_WORK REQUIRED_. From the text below, list each thing the writer says he knows for sure about the year ahead.
═══ ARTICLE
The procedure is too hard to explain here, but its goal was to encourage one’s capillaries to take over the job of blocked arteries. Did it help? I’m not real sure—I think it did, but I definitely still have a good deal of my original problem. We’ll see what the New Year brings.
So, I was a young man at Yale, an old fellow at Chippenham. But 2008 was also the year Barb and I went to Woodstock, to the new museum capturing that crazy era of the 1960s and the wonderful music that came with it. Now that was enough to take a fellow happily back to his youth—except that you’ve never seen so many old geezers wandering around there in Bermuda shorts in your life. I was secretly laughing at a few of the more stereotypical ones until Barb pointed out that we had met an endangered species, and they were us.
This past year was one in which we honored most of our family traditions, too. We made our two annual trips to the Outer Banks, we continued our monthly dinners with my siblings (not discussing politics!), and we enjoyed our children as often as we could get them to come over and visit. One good thing about each new year is that you already know much of what will take place.
It’s those darn surprises that make it interesting and scary and, after all, a “new” year. There’s no way of telling what will befall us in 2009—who could have predicted the serious economic collapse of 2008—or all the twists and turns of that election year? But the things I know for sure—that every day with Barb will be interesting and valuable, that my children will always hold my heart, that my family will continue to offer support and that my friends will be a constant source of joy—all that is enough to know.
Whatever else comes in 2009, I’m sure it won’t be dull.
══════
═══ DATASET EXTRACT
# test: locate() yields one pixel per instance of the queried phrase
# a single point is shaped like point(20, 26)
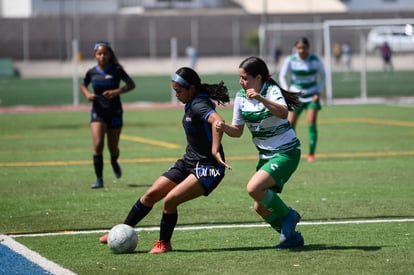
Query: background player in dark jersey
point(106, 113)
point(202, 167)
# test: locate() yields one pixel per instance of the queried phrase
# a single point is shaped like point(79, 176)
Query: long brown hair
point(255, 66)
point(217, 92)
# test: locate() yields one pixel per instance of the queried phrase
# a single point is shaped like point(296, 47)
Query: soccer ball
point(122, 238)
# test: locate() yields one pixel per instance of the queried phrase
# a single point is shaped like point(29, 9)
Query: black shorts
point(113, 120)
point(209, 175)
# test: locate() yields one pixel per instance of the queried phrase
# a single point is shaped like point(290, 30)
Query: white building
point(28, 8)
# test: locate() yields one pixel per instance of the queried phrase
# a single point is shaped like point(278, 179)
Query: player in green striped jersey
point(263, 107)
point(306, 74)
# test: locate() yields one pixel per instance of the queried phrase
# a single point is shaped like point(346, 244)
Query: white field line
point(217, 226)
point(33, 257)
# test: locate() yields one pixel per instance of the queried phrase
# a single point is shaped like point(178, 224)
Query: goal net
point(361, 76)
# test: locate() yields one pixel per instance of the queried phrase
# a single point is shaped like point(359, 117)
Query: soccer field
point(38, 92)
point(363, 172)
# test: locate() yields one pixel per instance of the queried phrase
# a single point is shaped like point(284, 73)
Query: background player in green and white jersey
point(263, 107)
point(306, 74)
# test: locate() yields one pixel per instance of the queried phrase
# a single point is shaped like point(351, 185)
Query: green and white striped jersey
point(270, 134)
point(305, 75)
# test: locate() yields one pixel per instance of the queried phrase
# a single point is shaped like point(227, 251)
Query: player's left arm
point(129, 85)
point(217, 136)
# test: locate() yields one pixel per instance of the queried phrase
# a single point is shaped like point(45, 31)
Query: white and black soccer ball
point(122, 238)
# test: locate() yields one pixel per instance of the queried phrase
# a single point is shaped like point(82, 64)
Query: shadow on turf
point(311, 247)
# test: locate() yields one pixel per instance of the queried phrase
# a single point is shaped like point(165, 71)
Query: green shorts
point(280, 167)
point(308, 105)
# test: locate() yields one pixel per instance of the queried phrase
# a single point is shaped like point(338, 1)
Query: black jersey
point(103, 80)
point(198, 130)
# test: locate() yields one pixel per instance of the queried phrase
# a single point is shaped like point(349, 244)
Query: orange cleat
point(104, 239)
point(161, 247)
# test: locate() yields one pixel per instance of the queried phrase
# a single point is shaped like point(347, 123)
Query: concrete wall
point(213, 33)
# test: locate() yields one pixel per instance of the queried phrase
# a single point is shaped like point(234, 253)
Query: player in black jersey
point(106, 113)
point(201, 168)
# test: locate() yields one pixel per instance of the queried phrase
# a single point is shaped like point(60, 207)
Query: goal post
point(354, 24)
point(322, 40)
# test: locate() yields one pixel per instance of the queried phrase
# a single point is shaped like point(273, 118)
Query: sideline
point(18, 258)
point(216, 226)
point(234, 158)
point(35, 264)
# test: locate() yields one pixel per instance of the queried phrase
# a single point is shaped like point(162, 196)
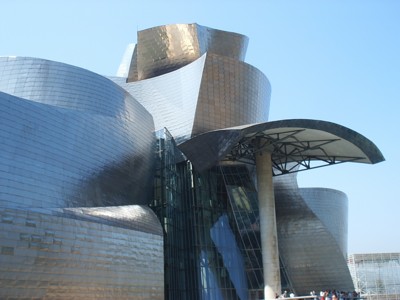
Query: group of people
point(326, 295)
point(337, 295)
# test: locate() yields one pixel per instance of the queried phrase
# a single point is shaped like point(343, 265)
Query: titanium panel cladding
point(311, 248)
point(50, 255)
point(167, 48)
point(53, 153)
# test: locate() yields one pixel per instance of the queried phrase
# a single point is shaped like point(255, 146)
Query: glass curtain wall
point(211, 228)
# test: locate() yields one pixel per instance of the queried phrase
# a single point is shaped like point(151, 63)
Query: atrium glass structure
point(157, 183)
point(376, 275)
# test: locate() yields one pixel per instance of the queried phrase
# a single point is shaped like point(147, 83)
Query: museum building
point(166, 181)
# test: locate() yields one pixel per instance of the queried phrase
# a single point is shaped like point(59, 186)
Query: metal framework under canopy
point(295, 145)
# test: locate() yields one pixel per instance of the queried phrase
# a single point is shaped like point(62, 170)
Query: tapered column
point(269, 238)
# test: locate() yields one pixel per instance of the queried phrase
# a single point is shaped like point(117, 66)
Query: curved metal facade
point(54, 154)
point(202, 83)
point(74, 146)
point(312, 235)
point(77, 176)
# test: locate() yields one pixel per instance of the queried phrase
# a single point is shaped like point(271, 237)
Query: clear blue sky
point(331, 60)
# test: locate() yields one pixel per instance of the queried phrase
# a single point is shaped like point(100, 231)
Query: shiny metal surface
point(77, 165)
point(312, 236)
point(163, 49)
point(49, 255)
point(53, 153)
point(298, 141)
point(198, 80)
point(74, 146)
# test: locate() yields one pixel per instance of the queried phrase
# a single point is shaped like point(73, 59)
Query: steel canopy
point(294, 144)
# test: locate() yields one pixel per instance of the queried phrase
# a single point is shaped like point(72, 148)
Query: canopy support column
point(268, 232)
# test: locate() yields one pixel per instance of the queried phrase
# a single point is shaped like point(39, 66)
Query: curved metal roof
point(294, 144)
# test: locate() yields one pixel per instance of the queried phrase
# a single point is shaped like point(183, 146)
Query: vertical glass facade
point(376, 275)
point(211, 228)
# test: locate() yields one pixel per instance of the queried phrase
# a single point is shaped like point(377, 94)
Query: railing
point(319, 297)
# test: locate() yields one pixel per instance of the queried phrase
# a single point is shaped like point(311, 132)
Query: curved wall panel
point(306, 242)
point(56, 255)
point(163, 49)
point(63, 85)
point(54, 157)
point(210, 93)
point(171, 98)
point(232, 93)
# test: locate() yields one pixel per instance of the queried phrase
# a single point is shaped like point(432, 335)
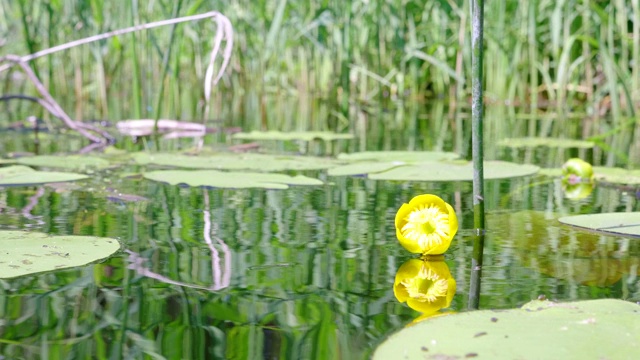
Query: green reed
point(572, 57)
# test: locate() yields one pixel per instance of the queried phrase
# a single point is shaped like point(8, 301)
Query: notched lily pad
point(17, 175)
point(591, 329)
point(622, 224)
point(24, 253)
point(232, 161)
point(295, 135)
point(232, 180)
point(548, 142)
point(443, 171)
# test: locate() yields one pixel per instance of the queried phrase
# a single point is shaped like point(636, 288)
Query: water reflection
point(221, 277)
point(563, 253)
point(426, 285)
point(577, 191)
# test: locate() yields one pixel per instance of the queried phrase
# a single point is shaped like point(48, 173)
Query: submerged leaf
point(439, 171)
point(233, 161)
point(562, 252)
point(26, 253)
point(293, 135)
point(233, 180)
point(17, 175)
point(590, 329)
point(622, 224)
point(399, 156)
point(549, 142)
point(69, 162)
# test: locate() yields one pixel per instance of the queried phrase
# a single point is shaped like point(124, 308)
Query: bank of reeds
point(566, 58)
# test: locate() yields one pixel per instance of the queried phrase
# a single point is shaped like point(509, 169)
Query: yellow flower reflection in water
point(425, 285)
point(426, 225)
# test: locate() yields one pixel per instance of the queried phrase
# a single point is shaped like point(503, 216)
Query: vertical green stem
point(477, 29)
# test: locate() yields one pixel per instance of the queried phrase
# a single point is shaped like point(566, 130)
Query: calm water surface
point(302, 273)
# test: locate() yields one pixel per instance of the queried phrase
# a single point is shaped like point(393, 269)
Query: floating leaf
point(622, 224)
point(399, 156)
point(548, 142)
point(229, 161)
point(296, 135)
point(23, 175)
point(440, 171)
point(592, 329)
point(24, 253)
point(69, 162)
point(234, 180)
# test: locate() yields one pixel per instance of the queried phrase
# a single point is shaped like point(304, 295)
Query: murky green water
point(301, 273)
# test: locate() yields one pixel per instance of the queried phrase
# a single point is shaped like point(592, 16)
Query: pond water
point(300, 273)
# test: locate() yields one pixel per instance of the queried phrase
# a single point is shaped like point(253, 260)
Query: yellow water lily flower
point(425, 285)
point(576, 170)
point(426, 225)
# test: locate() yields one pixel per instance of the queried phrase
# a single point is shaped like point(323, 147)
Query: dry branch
point(224, 32)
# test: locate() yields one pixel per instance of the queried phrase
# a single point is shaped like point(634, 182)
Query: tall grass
point(571, 58)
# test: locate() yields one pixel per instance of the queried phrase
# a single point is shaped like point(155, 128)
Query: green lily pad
point(616, 176)
point(24, 253)
point(592, 329)
point(295, 135)
point(230, 161)
point(398, 156)
point(548, 142)
point(441, 171)
point(68, 162)
point(232, 180)
point(16, 175)
point(623, 224)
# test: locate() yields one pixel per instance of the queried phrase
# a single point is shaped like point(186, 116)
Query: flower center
point(427, 225)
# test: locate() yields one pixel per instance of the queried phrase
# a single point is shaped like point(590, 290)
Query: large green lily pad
point(593, 329)
point(548, 142)
point(230, 161)
point(68, 162)
point(233, 180)
point(17, 175)
point(621, 224)
point(445, 171)
point(294, 135)
point(23, 253)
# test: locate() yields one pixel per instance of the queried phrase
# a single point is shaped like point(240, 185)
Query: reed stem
point(477, 33)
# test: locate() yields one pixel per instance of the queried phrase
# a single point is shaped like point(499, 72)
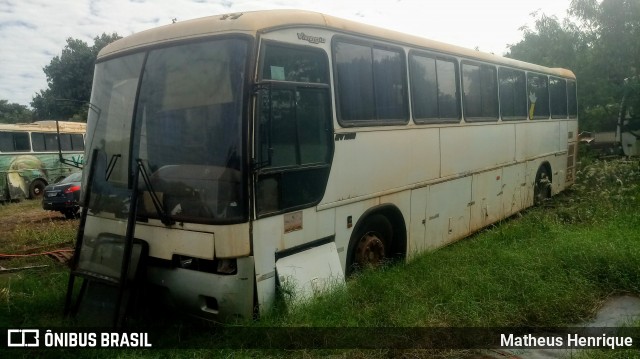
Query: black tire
point(542, 186)
point(370, 245)
point(71, 214)
point(36, 189)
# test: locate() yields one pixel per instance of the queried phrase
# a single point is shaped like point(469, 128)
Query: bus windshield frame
point(179, 111)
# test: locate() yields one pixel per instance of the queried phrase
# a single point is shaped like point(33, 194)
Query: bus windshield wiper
point(111, 165)
point(165, 218)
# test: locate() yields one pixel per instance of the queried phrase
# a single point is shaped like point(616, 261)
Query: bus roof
point(45, 126)
point(267, 20)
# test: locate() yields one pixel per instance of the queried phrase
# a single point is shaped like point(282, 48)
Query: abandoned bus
point(30, 156)
point(234, 152)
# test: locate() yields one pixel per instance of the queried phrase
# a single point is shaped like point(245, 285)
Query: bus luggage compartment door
point(305, 274)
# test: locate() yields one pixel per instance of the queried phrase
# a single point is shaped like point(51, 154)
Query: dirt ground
point(26, 228)
point(28, 214)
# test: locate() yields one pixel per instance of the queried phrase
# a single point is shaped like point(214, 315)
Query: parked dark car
point(63, 196)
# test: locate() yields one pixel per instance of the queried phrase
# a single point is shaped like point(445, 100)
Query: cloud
point(32, 32)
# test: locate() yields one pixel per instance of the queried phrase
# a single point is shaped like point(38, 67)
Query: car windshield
point(185, 130)
point(75, 177)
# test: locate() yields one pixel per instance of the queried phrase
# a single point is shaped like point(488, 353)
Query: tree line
point(599, 41)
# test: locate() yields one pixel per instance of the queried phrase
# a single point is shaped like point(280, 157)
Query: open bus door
point(628, 128)
point(107, 258)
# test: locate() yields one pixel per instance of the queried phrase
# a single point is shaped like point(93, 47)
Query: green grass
point(550, 266)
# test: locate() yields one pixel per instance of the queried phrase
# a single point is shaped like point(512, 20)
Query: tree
point(602, 49)
point(69, 79)
point(14, 113)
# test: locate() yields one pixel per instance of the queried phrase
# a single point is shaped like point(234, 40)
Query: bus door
point(292, 155)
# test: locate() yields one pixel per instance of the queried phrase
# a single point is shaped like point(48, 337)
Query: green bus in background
point(33, 155)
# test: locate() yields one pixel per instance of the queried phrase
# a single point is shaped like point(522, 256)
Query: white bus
point(33, 155)
point(238, 151)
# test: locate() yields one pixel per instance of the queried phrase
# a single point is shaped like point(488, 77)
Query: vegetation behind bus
point(550, 267)
point(599, 43)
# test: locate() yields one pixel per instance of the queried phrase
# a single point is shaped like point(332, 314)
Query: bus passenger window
point(572, 100)
point(371, 84)
point(513, 94)
point(14, 142)
point(558, 97)
point(538, 93)
point(434, 89)
point(480, 92)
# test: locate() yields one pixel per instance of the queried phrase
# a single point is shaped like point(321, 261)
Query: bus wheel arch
point(36, 188)
point(542, 184)
point(379, 236)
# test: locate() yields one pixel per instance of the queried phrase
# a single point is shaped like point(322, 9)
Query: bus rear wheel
point(370, 244)
point(36, 189)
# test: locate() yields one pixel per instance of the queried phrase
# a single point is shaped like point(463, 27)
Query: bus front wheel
point(370, 245)
point(36, 189)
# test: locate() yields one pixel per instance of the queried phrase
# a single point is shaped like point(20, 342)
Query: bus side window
point(294, 148)
point(538, 92)
point(14, 142)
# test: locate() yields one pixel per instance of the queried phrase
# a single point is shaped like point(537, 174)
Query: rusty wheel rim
point(370, 250)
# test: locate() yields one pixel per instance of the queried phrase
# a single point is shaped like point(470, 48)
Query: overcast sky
point(32, 32)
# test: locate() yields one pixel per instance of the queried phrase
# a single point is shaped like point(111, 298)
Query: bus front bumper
point(217, 297)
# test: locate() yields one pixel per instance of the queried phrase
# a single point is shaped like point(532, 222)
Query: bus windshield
point(185, 129)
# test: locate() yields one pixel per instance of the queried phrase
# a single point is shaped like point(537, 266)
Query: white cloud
point(32, 32)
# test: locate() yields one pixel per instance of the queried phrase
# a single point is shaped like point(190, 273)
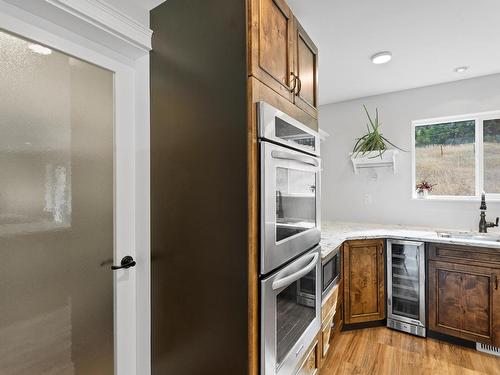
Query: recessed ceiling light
point(41, 50)
point(381, 57)
point(461, 69)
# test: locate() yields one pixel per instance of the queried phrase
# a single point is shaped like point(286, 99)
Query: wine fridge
point(406, 286)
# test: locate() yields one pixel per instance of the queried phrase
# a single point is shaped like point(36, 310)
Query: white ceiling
point(428, 39)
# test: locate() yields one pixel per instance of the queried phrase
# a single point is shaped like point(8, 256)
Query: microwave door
point(290, 199)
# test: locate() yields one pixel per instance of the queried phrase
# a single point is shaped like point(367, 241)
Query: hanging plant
point(373, 140)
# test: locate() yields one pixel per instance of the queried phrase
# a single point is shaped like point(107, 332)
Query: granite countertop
point(333, 234)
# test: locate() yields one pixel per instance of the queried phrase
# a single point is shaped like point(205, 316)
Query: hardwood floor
point(384, 351)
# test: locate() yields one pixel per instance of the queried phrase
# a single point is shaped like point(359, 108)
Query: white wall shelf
point(373, 160)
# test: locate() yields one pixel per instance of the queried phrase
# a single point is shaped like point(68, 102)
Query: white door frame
point(132, 298)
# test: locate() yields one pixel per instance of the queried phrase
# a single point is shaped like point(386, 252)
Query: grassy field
point(452, 168)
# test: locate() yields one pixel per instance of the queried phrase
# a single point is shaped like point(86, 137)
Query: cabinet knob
point(295, 78)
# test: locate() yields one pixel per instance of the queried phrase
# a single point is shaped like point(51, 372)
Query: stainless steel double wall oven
point(290, 258)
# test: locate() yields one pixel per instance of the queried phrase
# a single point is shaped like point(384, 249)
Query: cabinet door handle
point(294, 77)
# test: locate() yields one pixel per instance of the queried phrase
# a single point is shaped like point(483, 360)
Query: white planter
point(422, 194)
point(374, 160)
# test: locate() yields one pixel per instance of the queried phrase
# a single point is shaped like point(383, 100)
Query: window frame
point(479, 119)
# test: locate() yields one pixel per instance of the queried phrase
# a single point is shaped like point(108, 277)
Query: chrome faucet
point(483, 224)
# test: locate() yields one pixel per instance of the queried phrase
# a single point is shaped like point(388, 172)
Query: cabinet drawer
point(464, 254)
point(310, 365)
point(463, 301)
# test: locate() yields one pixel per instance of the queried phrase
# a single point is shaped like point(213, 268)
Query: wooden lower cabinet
point(364, 280)
point(310, 366)
point(464, 301)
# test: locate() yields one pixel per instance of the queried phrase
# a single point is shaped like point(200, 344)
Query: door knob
point(126, 262)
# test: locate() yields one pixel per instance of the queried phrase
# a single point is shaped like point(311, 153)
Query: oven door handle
point(287, 280)
point(297, 157)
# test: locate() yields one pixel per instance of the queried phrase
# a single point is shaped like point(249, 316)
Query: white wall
point(346, 197)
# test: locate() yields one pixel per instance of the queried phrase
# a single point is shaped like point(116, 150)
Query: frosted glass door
point(56, 212)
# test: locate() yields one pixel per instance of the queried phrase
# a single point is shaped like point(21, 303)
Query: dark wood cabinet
point(364, 280)
point(219, 57)
point(271, 47)
point(306, 69)
point(463, 295)
point(282, 55)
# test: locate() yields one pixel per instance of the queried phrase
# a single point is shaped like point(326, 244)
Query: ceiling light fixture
point(461, 69)
point(41, 50)
point(381, 57)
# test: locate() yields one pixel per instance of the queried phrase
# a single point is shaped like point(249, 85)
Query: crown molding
point(95, 20)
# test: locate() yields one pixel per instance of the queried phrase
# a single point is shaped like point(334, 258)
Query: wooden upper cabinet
point(306, 69)
point(463, 301)
point(364, 280)
point(271, 45)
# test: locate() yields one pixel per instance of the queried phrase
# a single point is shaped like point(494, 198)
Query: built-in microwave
point(290, 188)
point(331, 270)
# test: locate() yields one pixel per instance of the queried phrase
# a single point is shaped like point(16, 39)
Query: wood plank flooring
point(386, 352)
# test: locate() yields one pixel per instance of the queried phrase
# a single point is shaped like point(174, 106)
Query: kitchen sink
point(470, 236)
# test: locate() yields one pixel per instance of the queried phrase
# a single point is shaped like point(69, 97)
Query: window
point(459, 155)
══════
_ANSWER FOR THE TASK_.
- Every day with Barb will be interesting and valuable.
- His children will always hold his heart.
- His family will continue to offer support.
- His friends will be a constant source of joy.